** 読む文章 **
<<<<

最終回によせて、文春オンライン様で『なつぞら』について書かせて頂きました。
書きたいことはほぼ上の記事で書いたのですが、文字数的に入らなかったこともあれこれ。
『なつぞら』ってたぶん、視点によって賛否がわかれるドラマだと思います。
例えば「奥山玲子をドラマ化するはずだったのにレジェンドヒロインとかイケメンとか色々出し過ぎてテーマがボケた、東映動画の労働争議も書けてないじゃないか、磯プロデューサーは日和った」という批判はその視点でみれば確かにそうなんですけど、僕の視点は逆で、
「そもそも朝ドラ100回記念作品、広瀬すずが主演しレジェンドヒロインが大挙出演することが最初から決まってる枠に、磯プロデューサーが力業で奥山玲子を(非公式とはいえ)題材にねじこんだドラマ」
という感じなんですよね。
放送前にはアニメファンの間ですら彼女を知らない人って沢山いたと思います。ましてや一般人に「あの奥山玲子さんをドラマ化しますから見てください」というアピールできるタイプの歴史上の有名人ではないんですよね。しかもアニメを題材にするのなら、別に東映動画や奥山玲子さんをモデルにしなくても、他の女性アニメーターをモデルにする選択肢もあった。でも小田部羊一さんの話を聞くと、最初から「女性アニメーターといえば奥山玲子さんだから」という感じでその夫である小田部羊一さんに話を聞きに来ている。最初から危険牌をつかみに行ってるんですね。

>>>>

** 取り組む課題 **
A – 『なつぞら』についての文章を読み、次の問いに答えてください。
(i) 筆者は最終回によせて、どこで『なつぞら』について書いたか。
(ii) 主演が最初から決まっていたのは誰か。
(iii) 制作側が話を聞きに来た、奥山玲子さんの夫は誰か。
B – 次の文が『なつぞら』についての文章の内容と合っているかどうかを判断し、決め手となる本文の言葉をそのまま引用してください。
(i) 筆者は、東映動画の労働争議が描けていないといった批判を、ある視点から見れば確かにそうだと認めている。
(ii) 筆者は、放送前の奥山玲子さんはアニメファンなら誰もが知る存在だったと述べている。
(iii) 筆者は、アニメを題材にするなら他の女性アニメーターをモデルにする選択肢もあったと述べている。
C – 『なつぞら』についての文章の「最終回によせて、文春オンライン様で『なつぞら』について書かせて頂きました。」から「をつかみに行ってるんですね。」までを、一字も変えずに書き写してください。
このあとに続く行は、ここでの作業にはいっさい使いません。

** 保存データ **
<<<<

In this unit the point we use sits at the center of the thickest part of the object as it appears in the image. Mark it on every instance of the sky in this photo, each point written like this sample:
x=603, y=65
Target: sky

>>>>

** 解答 **
A –
(i) 文春オンライン
(ii) 広瀬すず
(iii) 小田部羊一さん

B –
(i) はい。「その視点でみれば確かにそうなんですけど」
(ii) いいえ。「放送前にはアニメファンの間ですら彼女を知らない人って沢山いたと思います。」
(iii) はい。「他の女性アニメーターをモデルにする選択肢もあった。」

C –
最終回によせて、文春オンライン様で『なつぞら』について書かせて頂きました。
書きたいことはほぼ上の記事で書いたのですが、文字数的に入らなかったこともあれこれ。
『なつぞら』ってたぶん、視点によって賛否がわかれるドラマだと思います。
例えば「奥山玲子をドラマ化するはずだったのにレジェンドヒロインとかイケメンとか色々出し過ぎてテーマがボケた、東映動画の労働争議も書けてないじゃないか、磯プロデューサーは日和った」という批判はその視点でみれば確かにそうなんですけど、僕の視点は逆で、
「そもそも朝ドラ100回記念作品、広瀬すずが主演しレジェンドヒロインが大挙出演することが最初から決まってる枠に、磯プロデューサーが力業で奥山玲子を(非公式とはいえ)題材にねじこんだドラマ」
という感じなんですよね。
放送前にはアニメファンの間ですら彼女を知らない人って沢山いたと思います。ましてや一般人に「あの奥山玲子さんをドラマ化しますから見てください」というアピールできるタイプの歴史上の有名人ではないんですよね。しかもアニメを題材にするのなら、別に東映動画や奥山玲子さんをモデルにしなくても、他の女性アニメーターをモデルにする選択肢もあった。でも小田部羊一さんの話を聞くと、最初から「女性アニメーターといえば奥山玲子さんだから」という感じでその夫である小田部羊一さんに話を聞きに来ている。最初から危険牌をつかみに行ってるんですね。